[Point-based annotation data]
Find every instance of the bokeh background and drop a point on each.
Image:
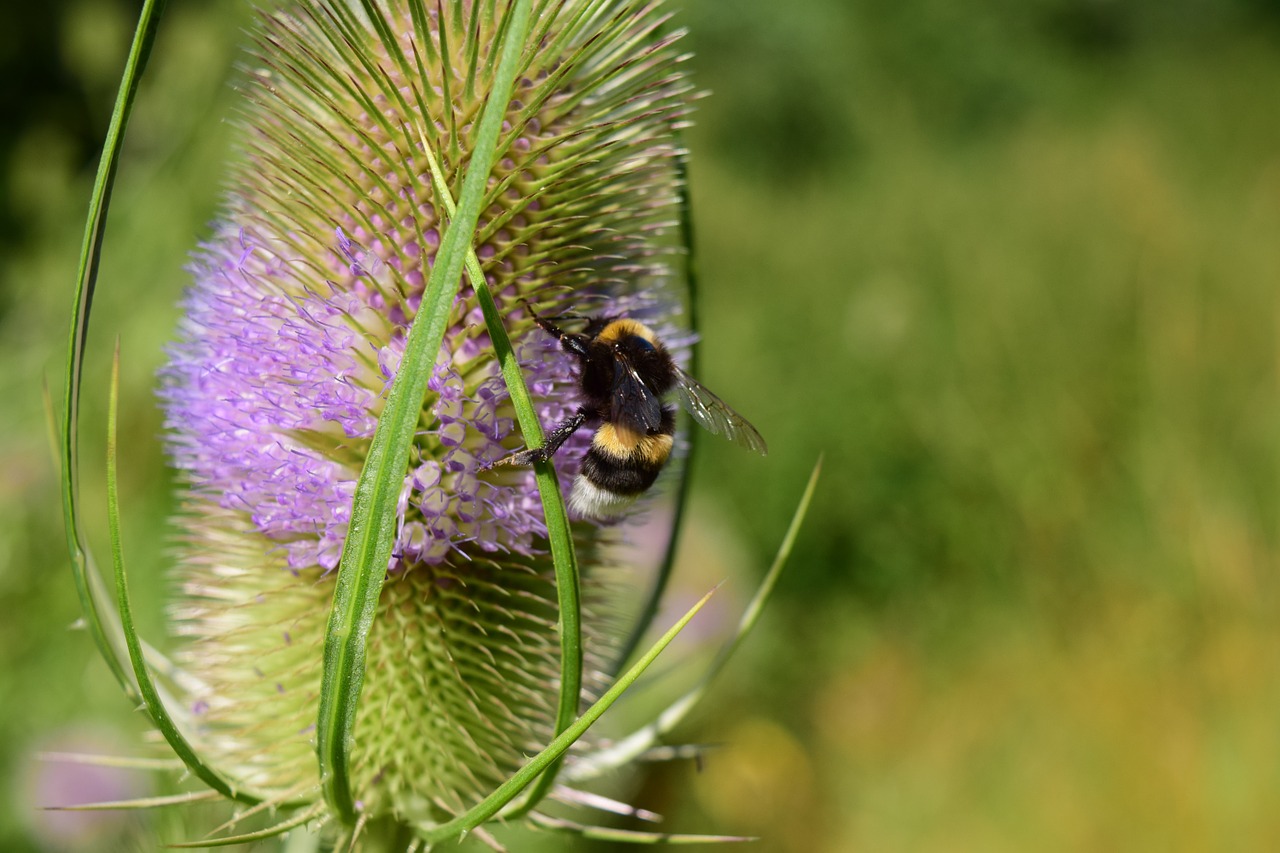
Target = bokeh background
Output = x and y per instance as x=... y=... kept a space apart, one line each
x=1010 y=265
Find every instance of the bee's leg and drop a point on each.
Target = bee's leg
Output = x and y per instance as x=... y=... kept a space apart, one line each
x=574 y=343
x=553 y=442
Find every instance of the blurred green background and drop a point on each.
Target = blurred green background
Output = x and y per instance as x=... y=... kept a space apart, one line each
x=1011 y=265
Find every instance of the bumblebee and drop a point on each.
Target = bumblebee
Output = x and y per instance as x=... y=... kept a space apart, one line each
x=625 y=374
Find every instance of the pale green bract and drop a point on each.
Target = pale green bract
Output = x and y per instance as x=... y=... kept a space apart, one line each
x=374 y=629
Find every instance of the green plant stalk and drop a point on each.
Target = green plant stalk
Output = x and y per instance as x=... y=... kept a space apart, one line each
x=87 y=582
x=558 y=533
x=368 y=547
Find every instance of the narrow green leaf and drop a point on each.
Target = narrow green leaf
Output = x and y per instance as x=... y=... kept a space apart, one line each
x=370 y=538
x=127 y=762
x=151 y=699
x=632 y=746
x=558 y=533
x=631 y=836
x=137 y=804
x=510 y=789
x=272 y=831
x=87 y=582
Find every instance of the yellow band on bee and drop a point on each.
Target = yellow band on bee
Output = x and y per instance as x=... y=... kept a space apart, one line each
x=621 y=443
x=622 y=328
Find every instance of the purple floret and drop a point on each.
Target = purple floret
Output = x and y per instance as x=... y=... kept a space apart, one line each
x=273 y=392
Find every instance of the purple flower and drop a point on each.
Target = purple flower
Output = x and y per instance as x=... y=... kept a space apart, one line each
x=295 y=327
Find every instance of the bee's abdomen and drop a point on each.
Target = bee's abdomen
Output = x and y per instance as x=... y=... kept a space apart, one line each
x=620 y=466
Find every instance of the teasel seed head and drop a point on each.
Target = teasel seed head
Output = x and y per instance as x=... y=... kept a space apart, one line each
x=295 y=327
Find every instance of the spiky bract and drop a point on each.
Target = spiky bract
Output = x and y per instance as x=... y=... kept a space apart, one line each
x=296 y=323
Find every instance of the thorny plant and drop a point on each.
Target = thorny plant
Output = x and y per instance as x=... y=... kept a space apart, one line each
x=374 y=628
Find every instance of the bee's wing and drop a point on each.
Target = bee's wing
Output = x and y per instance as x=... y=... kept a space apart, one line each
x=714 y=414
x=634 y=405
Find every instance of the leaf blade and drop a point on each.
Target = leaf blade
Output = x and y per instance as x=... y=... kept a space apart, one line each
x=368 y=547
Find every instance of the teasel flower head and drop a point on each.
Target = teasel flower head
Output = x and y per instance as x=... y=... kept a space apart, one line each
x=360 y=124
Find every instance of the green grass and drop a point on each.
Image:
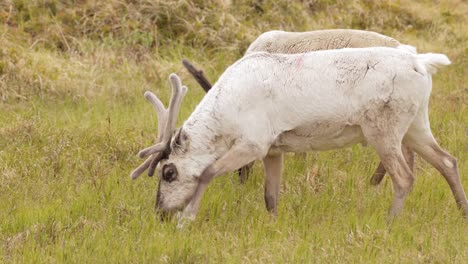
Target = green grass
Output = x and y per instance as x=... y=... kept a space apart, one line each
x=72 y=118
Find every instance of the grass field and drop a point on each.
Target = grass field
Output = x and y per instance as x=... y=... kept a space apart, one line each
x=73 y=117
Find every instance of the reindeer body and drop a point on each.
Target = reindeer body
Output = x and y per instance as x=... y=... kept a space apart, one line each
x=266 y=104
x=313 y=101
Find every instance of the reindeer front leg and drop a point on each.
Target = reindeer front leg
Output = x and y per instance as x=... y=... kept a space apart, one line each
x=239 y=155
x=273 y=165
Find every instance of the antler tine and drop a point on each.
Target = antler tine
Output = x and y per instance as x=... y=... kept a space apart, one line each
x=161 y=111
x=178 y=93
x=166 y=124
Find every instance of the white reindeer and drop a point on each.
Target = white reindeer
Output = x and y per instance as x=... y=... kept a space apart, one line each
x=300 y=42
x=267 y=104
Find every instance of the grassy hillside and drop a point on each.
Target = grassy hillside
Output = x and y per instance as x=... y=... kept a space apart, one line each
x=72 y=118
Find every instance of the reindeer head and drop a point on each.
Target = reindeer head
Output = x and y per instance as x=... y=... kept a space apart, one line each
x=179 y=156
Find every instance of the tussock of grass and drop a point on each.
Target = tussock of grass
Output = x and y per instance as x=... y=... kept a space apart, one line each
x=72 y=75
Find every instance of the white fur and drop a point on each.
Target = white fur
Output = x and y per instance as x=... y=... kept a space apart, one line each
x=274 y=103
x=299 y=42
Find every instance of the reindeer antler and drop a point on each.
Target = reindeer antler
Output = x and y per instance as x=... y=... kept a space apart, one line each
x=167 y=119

▶ [AIM OF THE TASK]: Copy out, word for word, everything in the entries from the line containing "Find every instance of the bee's abdomen" down to the line containing "x=296 y=323", with both of those lines included.

▶ [OUTPUT FOR THIS TASK]:
Find every instance of the bee's abdomen and drop a point on each.
Target = bee's abdomen
Output = x and y per instance as x=... y=... kept a space apart, one line each
x=620 y=466
Find every instance of the teasel seed head and drop a point on each.
Target = teasel seed head
Output = x and y per instance as x=... y=... kept a space apart, one line each
x=295 y=327
Find every instance of the spiky bract and drop a point on each.
Target = spiky bract
Output = x and y per instance as x=... y=... kept a space apart, one line each
x=296 y=323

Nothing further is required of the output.